__INSTRUCTIONS TO FOLLOW__:
Go to the line containing "on mobile phone" below; retype it and all following lines exactly, and leave out the pictures.

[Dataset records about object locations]
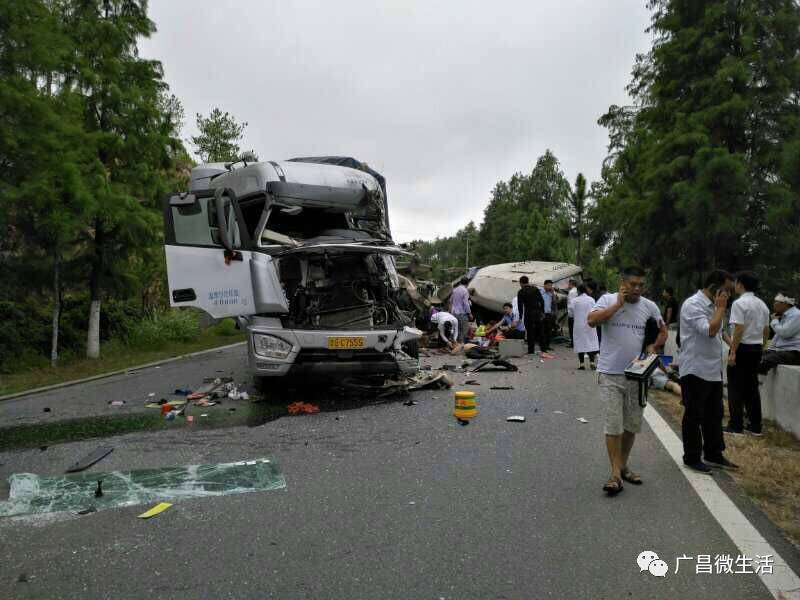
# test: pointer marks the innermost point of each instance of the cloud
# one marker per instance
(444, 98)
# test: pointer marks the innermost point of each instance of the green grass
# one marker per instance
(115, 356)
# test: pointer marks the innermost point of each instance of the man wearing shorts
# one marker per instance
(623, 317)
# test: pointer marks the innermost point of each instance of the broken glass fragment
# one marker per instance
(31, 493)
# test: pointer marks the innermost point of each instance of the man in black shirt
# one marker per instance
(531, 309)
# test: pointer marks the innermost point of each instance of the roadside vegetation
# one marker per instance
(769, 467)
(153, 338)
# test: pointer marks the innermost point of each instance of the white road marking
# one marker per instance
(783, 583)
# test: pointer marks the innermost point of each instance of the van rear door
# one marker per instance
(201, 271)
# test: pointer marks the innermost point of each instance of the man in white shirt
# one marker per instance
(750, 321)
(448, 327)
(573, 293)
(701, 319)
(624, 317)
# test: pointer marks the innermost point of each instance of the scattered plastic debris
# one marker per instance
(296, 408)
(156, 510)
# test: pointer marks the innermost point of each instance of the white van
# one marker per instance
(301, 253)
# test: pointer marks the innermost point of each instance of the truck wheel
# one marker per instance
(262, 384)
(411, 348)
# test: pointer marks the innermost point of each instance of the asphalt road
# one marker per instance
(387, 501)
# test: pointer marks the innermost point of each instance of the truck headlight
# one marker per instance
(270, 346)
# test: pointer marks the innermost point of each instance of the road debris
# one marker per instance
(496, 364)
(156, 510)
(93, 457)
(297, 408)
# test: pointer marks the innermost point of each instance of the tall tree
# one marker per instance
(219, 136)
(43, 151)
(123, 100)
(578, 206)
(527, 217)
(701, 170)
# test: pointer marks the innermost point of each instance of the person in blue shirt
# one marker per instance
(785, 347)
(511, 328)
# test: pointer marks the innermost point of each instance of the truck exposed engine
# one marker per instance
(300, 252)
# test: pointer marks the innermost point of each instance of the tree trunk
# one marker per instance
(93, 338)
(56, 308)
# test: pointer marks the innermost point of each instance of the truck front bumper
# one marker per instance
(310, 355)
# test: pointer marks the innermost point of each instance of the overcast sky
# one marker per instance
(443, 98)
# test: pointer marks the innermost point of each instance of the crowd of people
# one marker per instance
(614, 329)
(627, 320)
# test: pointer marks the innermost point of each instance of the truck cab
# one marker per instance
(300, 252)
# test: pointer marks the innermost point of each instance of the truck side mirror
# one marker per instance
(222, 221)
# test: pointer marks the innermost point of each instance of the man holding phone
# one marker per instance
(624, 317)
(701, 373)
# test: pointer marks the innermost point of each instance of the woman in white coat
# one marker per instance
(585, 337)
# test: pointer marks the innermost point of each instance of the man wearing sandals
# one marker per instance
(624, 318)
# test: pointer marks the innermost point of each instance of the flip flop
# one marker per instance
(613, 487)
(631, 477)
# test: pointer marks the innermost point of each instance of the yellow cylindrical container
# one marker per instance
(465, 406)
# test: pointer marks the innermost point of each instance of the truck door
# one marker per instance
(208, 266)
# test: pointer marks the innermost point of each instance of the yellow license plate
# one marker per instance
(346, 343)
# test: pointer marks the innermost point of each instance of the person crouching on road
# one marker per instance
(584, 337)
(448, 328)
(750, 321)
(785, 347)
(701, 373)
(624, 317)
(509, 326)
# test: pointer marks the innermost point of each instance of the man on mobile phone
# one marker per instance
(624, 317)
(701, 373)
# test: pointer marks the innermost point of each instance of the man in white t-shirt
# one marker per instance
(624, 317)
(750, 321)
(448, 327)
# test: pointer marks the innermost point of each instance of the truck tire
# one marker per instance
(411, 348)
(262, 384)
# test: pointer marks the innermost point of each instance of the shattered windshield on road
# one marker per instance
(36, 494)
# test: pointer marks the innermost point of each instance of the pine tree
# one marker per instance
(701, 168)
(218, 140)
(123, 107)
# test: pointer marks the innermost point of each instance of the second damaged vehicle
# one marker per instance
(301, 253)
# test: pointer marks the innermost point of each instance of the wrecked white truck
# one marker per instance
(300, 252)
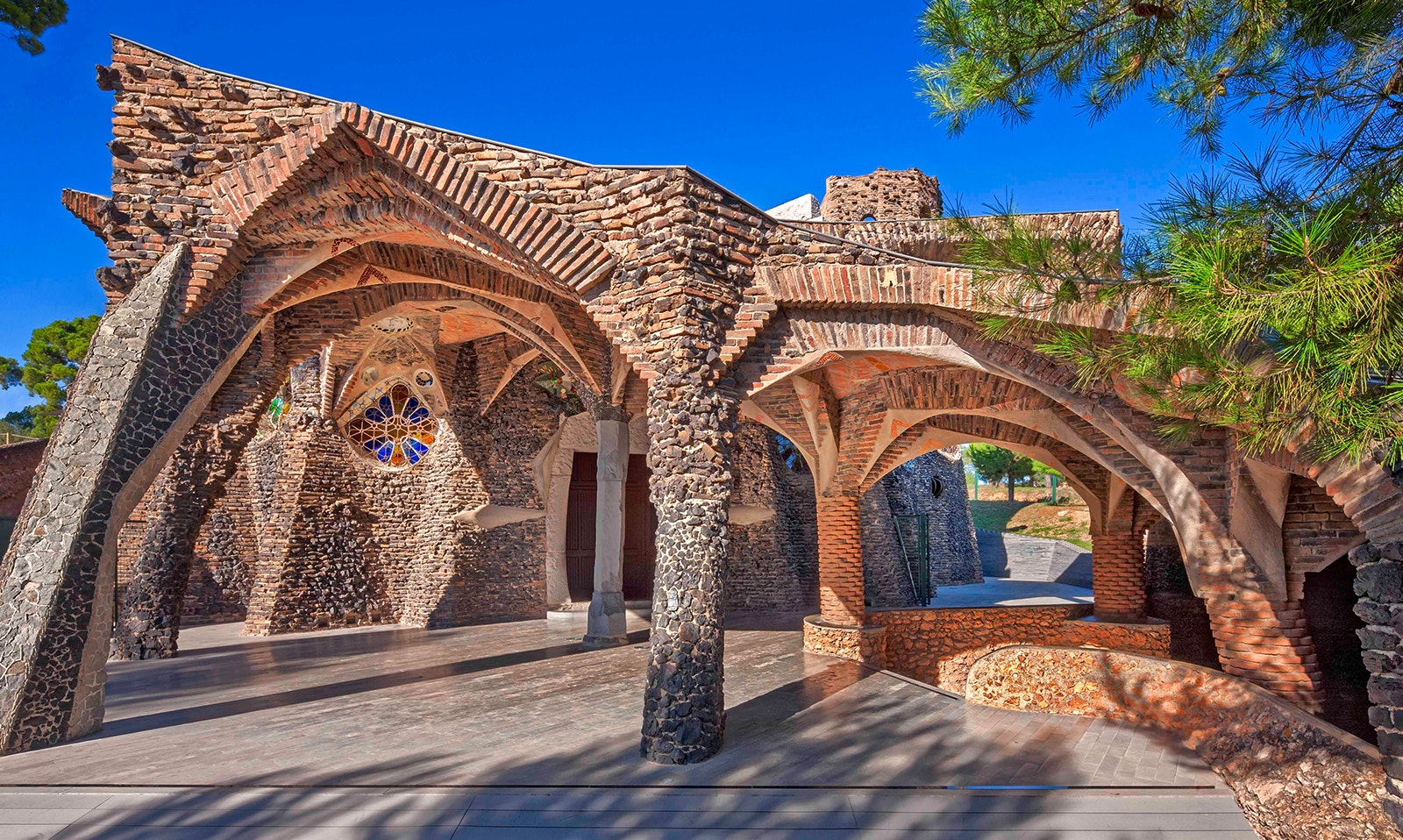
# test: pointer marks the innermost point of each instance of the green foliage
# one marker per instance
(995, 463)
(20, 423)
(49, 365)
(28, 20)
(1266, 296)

__WORKED SOLUTION__:
# test: pointer marks the innermost point of each instance of the man on mobile phone
# one marker per instance
(624, 317)
(701, 373)
# test: pointer marks the innermost point of each instance of the man in white t-shirt
# one marker per instance
(624, 317)
(750, 321)
(448, 327)
# test: pointer marks the innermost point of each instance of the truck tire
# one marker per instance
(411, 348)
(262, 384)
# test: pointer marks the innermost point of each instance of the shattered windshield on road
# one marker per instance
(36, 494)
# test: pointer marks the innermost point of each instance of the pine tree
# one marker per instance
(701, 168)
(218, 140)
(123, 107)
# test: pointer marks the innermost point of each instance of the second damaged vehicle
# one marker per instance
(301, 253)
# test: pointer marks the innermost point of each instance of the wrecked white truck
# one marker per instance
(300, 252)
# test: pointer marks the innermost point of each instance of the green foliage
# one marker per instance
(995, 463)
(20, 423)
(49, 365)
(28, 20)
(1266, 296)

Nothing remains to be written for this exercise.